INSTRUCTIONS FOR THE TASK ::
Among the entries below, find the lines with "each" and copy them.

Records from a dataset
····················

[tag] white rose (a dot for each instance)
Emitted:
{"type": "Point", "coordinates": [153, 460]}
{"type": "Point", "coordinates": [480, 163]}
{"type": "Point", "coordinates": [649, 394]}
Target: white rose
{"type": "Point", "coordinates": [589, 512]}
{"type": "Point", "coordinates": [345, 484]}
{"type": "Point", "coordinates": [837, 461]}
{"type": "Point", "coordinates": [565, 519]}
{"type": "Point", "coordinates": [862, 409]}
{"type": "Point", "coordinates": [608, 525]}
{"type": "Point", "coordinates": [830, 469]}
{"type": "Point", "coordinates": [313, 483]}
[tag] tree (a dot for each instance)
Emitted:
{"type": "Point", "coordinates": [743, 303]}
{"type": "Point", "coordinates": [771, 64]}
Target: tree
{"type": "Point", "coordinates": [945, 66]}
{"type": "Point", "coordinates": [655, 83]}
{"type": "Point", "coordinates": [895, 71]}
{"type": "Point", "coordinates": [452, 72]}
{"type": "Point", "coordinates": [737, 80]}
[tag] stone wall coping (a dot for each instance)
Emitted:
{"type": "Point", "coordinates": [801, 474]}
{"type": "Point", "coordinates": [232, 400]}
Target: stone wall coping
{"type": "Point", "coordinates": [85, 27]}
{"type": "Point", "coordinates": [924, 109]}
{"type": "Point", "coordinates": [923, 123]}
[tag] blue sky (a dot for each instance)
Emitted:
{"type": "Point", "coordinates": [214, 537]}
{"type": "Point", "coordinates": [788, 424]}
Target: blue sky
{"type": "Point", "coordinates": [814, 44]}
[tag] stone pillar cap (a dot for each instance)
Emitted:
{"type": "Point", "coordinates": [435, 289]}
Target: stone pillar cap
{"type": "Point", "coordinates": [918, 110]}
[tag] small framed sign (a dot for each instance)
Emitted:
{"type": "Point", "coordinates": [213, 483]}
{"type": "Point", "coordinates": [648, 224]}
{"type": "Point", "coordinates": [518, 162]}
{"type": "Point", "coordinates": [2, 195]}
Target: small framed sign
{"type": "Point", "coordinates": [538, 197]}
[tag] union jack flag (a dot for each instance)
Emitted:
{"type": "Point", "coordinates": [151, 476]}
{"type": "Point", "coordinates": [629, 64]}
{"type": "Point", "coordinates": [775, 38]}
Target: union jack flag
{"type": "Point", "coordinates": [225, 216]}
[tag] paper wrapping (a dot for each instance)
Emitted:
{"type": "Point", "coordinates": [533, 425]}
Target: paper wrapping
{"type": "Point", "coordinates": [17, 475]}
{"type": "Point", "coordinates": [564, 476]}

····················

WRITTEN RESPONSE ::
[tag] white rose (a dot for each instance)
[tag] tree (a dot for each instance)
[tag] stone wall coping (a dot for each instance)
[tag] blue sky (a dot for each instance)
[tag] stone pillar cap (a dot for each instance)
[tag] small framed sign (a dot for each instance)
[tag] union jack flag (a dot for each instance)
[tag] paper wrapping (a dot for each instance)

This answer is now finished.